WHAT THIS TASK INVOLVES:
Reproduce the following lines verbatim, covering all of the records.

SUPPLIED RECORDS:
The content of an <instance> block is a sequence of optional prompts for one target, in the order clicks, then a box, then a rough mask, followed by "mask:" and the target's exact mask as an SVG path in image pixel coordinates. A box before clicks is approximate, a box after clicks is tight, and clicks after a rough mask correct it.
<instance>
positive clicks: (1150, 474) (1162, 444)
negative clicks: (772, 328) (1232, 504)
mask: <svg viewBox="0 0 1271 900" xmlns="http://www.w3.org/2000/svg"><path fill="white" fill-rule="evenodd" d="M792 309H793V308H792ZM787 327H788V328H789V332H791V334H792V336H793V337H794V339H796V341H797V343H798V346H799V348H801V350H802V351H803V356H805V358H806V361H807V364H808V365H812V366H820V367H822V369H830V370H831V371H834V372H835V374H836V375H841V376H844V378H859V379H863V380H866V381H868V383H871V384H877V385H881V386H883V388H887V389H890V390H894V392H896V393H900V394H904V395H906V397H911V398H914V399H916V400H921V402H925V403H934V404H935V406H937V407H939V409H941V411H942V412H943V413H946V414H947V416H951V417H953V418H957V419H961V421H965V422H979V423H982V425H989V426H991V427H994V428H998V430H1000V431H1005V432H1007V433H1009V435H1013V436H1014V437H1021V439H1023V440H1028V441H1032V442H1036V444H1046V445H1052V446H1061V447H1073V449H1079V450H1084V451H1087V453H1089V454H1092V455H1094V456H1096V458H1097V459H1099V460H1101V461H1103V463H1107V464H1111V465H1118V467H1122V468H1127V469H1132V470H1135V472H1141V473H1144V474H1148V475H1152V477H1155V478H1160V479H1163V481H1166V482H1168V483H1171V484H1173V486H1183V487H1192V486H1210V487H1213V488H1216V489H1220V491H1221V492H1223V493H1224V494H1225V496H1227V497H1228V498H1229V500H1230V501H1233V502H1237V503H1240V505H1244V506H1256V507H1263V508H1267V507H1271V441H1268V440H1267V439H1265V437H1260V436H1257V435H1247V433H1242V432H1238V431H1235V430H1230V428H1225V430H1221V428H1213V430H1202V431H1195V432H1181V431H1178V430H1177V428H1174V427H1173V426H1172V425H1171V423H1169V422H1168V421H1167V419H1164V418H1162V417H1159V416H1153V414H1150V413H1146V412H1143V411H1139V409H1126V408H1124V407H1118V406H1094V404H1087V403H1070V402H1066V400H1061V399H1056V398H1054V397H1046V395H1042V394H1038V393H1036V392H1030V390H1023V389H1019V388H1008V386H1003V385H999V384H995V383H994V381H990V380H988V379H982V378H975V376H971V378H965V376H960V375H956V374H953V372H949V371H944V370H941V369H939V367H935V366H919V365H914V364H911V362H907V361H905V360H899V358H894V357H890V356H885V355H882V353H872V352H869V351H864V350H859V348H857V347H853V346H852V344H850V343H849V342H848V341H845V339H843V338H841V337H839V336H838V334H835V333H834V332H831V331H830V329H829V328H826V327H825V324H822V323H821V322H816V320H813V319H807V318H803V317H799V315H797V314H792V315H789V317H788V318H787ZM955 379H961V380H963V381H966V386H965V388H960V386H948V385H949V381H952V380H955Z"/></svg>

ANSWER TO THIS PROBLEM:
The content of an <instance> block is a sequence of optional prompts for one target, in the order clicks, then a box, then a rough mask, followed by "mask:" and the target's exact mask as an SVG path in image pixel coordinates. A box before clicks is approximate, a box after clicks is tight, and clicks after a rough mask correct it.
<instance>
positive clicks: (1150, 474) (1162, 444)
negative clicks: (772, 328) (1232, 504)
mask: <svg viewBox="0 0 1271 900" xmlns="http://www.w3.org/2000/svg"><path fill="white" fill-rule="evenodd" d="M792 309H793V308H792ZM787 327H788V328H789V332H791V334H792V336H793V337H794V339H796V341H797V343H798V346H799V348H801V350H802V351H803V356H805V358H806V361H807V364H808V365H812V366H820V367H822V369H830V370H831V371H834V372H835V374H836V375H841V376H844V378H859V379H863V380H866V381H868V383H871V384H877V385H881V386H883V388H887V389H890V390H894V392H896V393H900V394H904V395H906V397H911V398H914V399H916V400H921V402H925V403H934V404H935V406H937V407H939V409H941V411H942V412H943V413H946V414H947V416H951V417H953V418H957V419H961V421H965V422H979V423H982V425H989V426H991V427H994V428H998V430H1000V431H1005V432H1007V433H1009V435H1013V436H1014V437H1021V439H1023V440H1028V441H1032V442H1036V444H1046V445H1052V446H1061V447H1073V449H1079V450H1084V451H1087V453H1089V454H1092V455H1094V456H1096V458H1097V459H1099V460H1101V461H1103V463H1107V464H1111V465H1118V467H1122V468H1127V469H1132V470H1135V472H1141V473H1144V474H1148V475H1152V477H1155V478H1160V479H1163V481H1166V482H1168V483H1171V484H1173V486H1183V487H1192V486H1210V487H1213V488H1216V489H1220V491H1221V492H1223V493H1224V494H1225V496H1227V497H1228V498H1229V500H1230V501H1233V502H1237V503H1240V505H1244V506H1256V507H1263V508H1267V507H1271V441H1268V440H1267V439H1265V437H1260V436H1257V435H1247V433H1242V432H1238V431H1235V430H1230V428H1225V430H1221V428H1213V430H1202V431H1195V432H1181V431H1178V430H1177V428H1174V427H1173V426H1172V425H1171V423H1169V422H1168V421H1167V419H1164V418H1162V417H1159V416H1153V414H1150V413H1146V412H1143V411H1139V409H1126V408H1124V407H1118V406H1094V404H1087V403H1070V402H1066V400H1061V399H1056V398H1054V397H1046V395H1042V394H1038V393H1036V392H1030V390H1023V389H1019V388H1008V386H1003V385H999V384H995V383H994V381H990V380H988V379H982V378H975V376H971V378H965V376H960V375H956V374H953V372H949V371H944V370H941V369H939V367H935V366H919V365H914V364H911V362H907V361H905V360H899V358H894V357H890V356H885V355H882V353H872V352H869V351H864V350H859V348H857V347H853V346H852V344H850V343H849V342H848V341H845V339H843V338H841V337H839V336H838V334H835V333H834V332H831V331H830V329H829V328H826V327H825V324H822V323H821V322H816V320H813V319H807V318H803V317H799V315H797V314H792V315H789V317H788V318H787ZM955 379H961V380H963V381H966V386H965V388H960V386H948V385H949V381H952V380H955Z"/></svg>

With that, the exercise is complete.